::: TEXT TO READ :::

Chambers Fine Art is pleased to announce the opening on April 22, 2017 of Limitless: New Works by Fu Xiaotong. Born in Shanxi in 1976, Fu Xiaotong received her BA in Fine Arts from the Tianjin Academy of Fine Arts, Tianjin in 2000. After working at the Institute of the Arts at North China University of Science and Technology, she received her MA in Fine Arts from the department of Experimental Art, China Central Academy of Fine Arts, Beijing in 2013. This will be her second exhibition at the gallery.
Fu Xiatong has achieved wide acclaim for her remarkable works on thick sheets of hand-made Xuan paper perforated with a needle until images of subjects such as mountain ranges and powerful waves emerge from the accumulation of holes so skillfully created by her mastery of her innovative working process. In her latest paper works a more varied thematic content ranging from female breasts to cellular structures and a scull emerges from hundreds of thousands of pinpricks. Less well-known although an essential aspect of her practice is her sculpture, dramatically announced in the exhibition Land of Serenity at Chambers Fine Art in Beijing by the inclusion of Void, a life-size representation of an elephant created from metallic wire. Not quite finished – the tail and trunk were not completed – the massive form quivered at the slightest touch, an indication of her simultaneous embrace of the third dimension and rejection of its expression as sculptural mass.

::: DATA RECORDS :::

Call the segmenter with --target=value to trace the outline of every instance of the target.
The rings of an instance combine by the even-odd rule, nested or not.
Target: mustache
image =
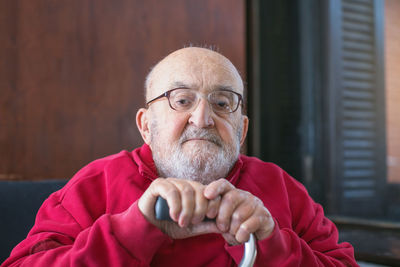
[[[186,128],[179,139],[179,144],[183,144],[190,139],[204,139],[216,144],[217,146],[222,146],[221,137],[218,134],[206,129],[191,127]]]

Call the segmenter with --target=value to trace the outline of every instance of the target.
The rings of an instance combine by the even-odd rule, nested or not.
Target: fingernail
[[[221,230],[222,232],[226,232],[226,231],[228,230],[227,227],[226,227],[226,225],[223,224],[223,223],[219,223],[219,224],[218,224],[218,228],[219,228],[219,230]]]

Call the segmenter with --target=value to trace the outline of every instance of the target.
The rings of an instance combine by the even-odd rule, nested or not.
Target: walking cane
[[[155,216],[157,220],[172,221],[169,216],[169,207],[167,201],[162,197],[157,198],[155,205]],[[207,219],[206,219],[207,220]],[[240,267],[251,267],[257,256],[256,239],[253,234],[250,234],[249,240],[244,244],[244,253],[240,261]]]

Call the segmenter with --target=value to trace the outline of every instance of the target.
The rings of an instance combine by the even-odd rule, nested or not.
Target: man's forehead
[[[178,87],[243,92],[242,80],[233,64],[221,54],[204,48],[185,48],[170,54],[149,76],[148,98]]]

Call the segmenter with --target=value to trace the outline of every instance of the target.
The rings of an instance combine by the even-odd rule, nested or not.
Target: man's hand
[[[262,201],[235,188],[226,179],[210,183],[204,189],[204,196],[207,199],[222,197],[216,223],[230,244],[246,242],[250,233],[254,233],[257,240],[263,240],[274,230],[275,222]]]
[[[155,219],[158,196],[167,201],[176,223]],[[149,222],[174,239],[220,233],[235,245],[246,242],[250,233],[255,233],[258,240],[267,238],[275,227],[261,200],[226,179],[205,186],[189,180],[158,178],[143,193],[138,206]],[[216,221],[202,222],[205,217]]]
[[[220,233],[215,223],[202,222],[206,216],[211,219],[216,217],[221,199],[219,196],[206,199],[204,188],[204,185],[194,181],[158,178],[140,197],[138,206],[149,222],[174,239]],[[174,222],[155,219],[154,205],[158,196],[167,201]]]

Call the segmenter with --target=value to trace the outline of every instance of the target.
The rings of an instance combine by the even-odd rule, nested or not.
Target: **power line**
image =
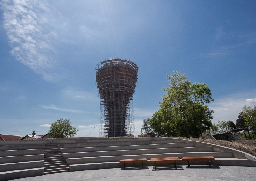
[[[1,131],[7,131],[8,132],[30,132],[31,131],[6,131],[6,130],[0,130]],[[35,131],[36,132],[45,132],[48,131]]]
[[[90,134],[90,133],[92,133],[92,130],[93,130],[94,129],[94,128],[93,128],[93,129],[92,129],[92,131],[91,131],[91,132],[90,132],[90,133],[89,133],[88,134],[87,134],[87,135],[86,135],[86,136],[85,136],[85,137],[86,137],[86,136],[88,136],[88,135],[89,135],[89,134]]]

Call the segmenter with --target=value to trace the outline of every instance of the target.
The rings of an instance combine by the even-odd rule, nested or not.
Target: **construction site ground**
[[[173,138],[178,138],[175,137]],[[256,140],[225,141],[219,140],[199,138],[178,138],[227,147],[247,153],[254,156],[256,156]]]

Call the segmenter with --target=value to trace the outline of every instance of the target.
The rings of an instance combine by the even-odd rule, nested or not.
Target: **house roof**
[[[27,139],[29,138],[32,138],[32,139],[38,139],[39,138],[41,138],[43,136],[43,135],[34,135],[34,136],[33,136],[32,135],[29,135],[28,134],[27,134],[24,136],[21,140],[24,140],[25,139]]]
[[[48,134],[49,134],[49,135],[50,135],[51,136],[52,136],[52,134],[50,134],[50,133],[47,133],[47,134],[45,134],[45,135],[44,135],[44,136],[42,136],[42,138],[44,138],[44,136],[46,136],[46,135],[48,135]]]
[[[20,136],[13,136],[12,135],[4,135],[0,134],[0,141],[12,141],[14,140],[20,140],[22,137]]]

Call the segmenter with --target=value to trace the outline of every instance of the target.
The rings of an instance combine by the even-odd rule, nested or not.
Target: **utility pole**
[[[225,127],[226,127],[226,131],[227,131],[227,135],[228,136],[228,141],[229,141],[229,138],[228,137],[228,129],[227,129],[227,125],[226,125],[226,123],[225,123]]]

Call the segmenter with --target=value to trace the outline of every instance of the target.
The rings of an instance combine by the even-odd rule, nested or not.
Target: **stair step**
[[[50,155],[49,156],[44,156],[44,158],[56,158],[56,157],[63,157],[63,155]]]
[[[44,172],[43,174],[44,175],[46,175],[47,174],[52,174],[52,173],[62,173],[63,172],[68,172],[69,171],[70,171],[70,170],[65,170],[55,171],[50,171],[49,172]]]
[[[62,155],[61,152],[57,153],[44,153],[44,156],[54,156],[54,155]]]
[[[44,159],[44,160],[58,160],[58,159],[64,159],[63,156],[56,156],[56,157],[45,157]]]
[[[55,164],[56,163],[67,163],[66,161],[64,160],[61,161],[53,161],[50,162],[44,162],[44,163],[47,164]]]
[[[52,167],[54,166],[61,166],[62,165],[67,165],[67,164],[66,162],[61,163],[53,163],[52,164],[44,164],[44,167]]]
[[[53,150],[44,150],[44,153],[56,153],[58,152],[60,152],[60,149],[54,149]]]
[[[60,169],[61,168],[66,168],[68,167],[68,166],[67,164],[64,165],[57,165],[56,166],[50,166],[48,167],[44,167],[44,170],[47,170],[49,169]]]
[[[66,167],[63,167],[63,168],[55,168],[54,169],[44,169],[44,173],[45,173],[46,172],[49,172],[51,171],[60,171],[62,170],[68,170],[69,169],[69,167],[67,165],[66,165]]]

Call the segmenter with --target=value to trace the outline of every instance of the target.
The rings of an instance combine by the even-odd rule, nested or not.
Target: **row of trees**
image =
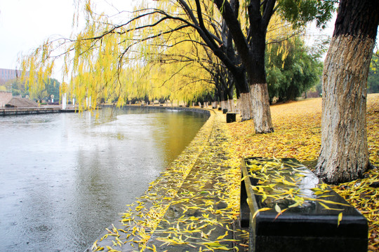
[[[29,97],[29,99],[42,101],[50,98],[53,94],[56,99],[59,100],[60,97],[60,83],[52,78],[48,78],[44,80],[41,85],[38,85],[38,88],[29,88],[27,82],[22,81],[20,78],[10,80],[5,83],[5,87],[11,87],[9,88],[12,90],[13,96],[21,96],[22,97]]]
[[[270,133],[274,128],[269,86],[283,99],[291,99],[314,82],[315,69],[320,67],[298,50],[300,41],[288,38],[310,21],[322,27],[335,4],[161,0],[142,2],[124,22],[115,24],[97,14],[87,0],[84,30],[71,39],[47,41],[25,59],[23,66],[39,78],[46,78],[55,56],[64,55],[71,92],[79,100],[91,96],[93,102],[112,97],[121,104],[136,90],[151,92],[152,98],[189,100],[215,89],[230,102],[235,90],[243,119],[253,120],[256,133]],[[341,0],[339,5],[324,66],[322,146],[317,165],[319,175],[331,183],[356,178],[369,167],[366,83],[378,10],[376,0]],[[62,52],[57,52],[65,45]],[[266,57],[274,52],[281,55],[280,60]],[[29,76],[32,85],[34,77]],[[291,92],[283,94],[283,86]]]

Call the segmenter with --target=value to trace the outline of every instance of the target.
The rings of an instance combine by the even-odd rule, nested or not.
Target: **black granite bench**
[[[243,159],[241,174],[250,251],[367,251],[364,216],[296,160]]]

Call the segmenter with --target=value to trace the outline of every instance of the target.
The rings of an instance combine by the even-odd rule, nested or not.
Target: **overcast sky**
[[[132,1],[139,0],[92,0],[108,13],[117,11],[111,5],[131,10]],[[20,53],[27,54],[53,36],[69,36],[74,10],[74,0],[0,0],[0,68],[17,69]]]

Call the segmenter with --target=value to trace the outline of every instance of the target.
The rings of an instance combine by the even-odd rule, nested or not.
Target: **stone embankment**
[[[231,155],[225,115],[205,111],[211,116],[190,146],[86,251],[243,251],[240,160]]]

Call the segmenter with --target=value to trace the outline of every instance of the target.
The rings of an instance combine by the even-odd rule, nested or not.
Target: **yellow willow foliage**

:::

*WHAT IS ASKED*
1 – Decide whether each statement below agrees with the gallery announcement above, answering yes or no and quoting the words from the announcement that settle it. (a) Fu Xiaotong earned her MA at the China Central Academy of Fine Arts in 2013. (b) The elephant sculpture Void was fully completed. (c) Limitless is Fu Xiaotong's first exhibition at the gallery.
2 – Duplicate the passage of the gallery announcement above from "Chambers Fine Art is" up to and including "at the gallery.".

*ANSWERS PER TASK*
1 –
(a) Yes: "she received her MA in Fine Arts from the department of Experimental Art, China Central Academy of Fine Arts, Beijing in 2013"
(b) No: "Not quite finished – the tail and trunk were not completed"
(c) No: "This will be her second exhibition at the gallery."

2 –
Chambers Fine Art is pleased to announce the opening on April 22, 2017 of Limitless: New Works by Fu Xiaotong. Born in Shanxi in 1976, Fu Xiaotong received her BA in Fine Arts from the Tianjin Academy of Fine Arts, Tianjin in 2000. After working at the Institute of the Arts at North China University of Science and Technology, she received her MA in Fine Arts from the department of Experimental Art, China Central Academy of Fine Arts, Beijing in 2013. This will be her second exhibition at the gallery.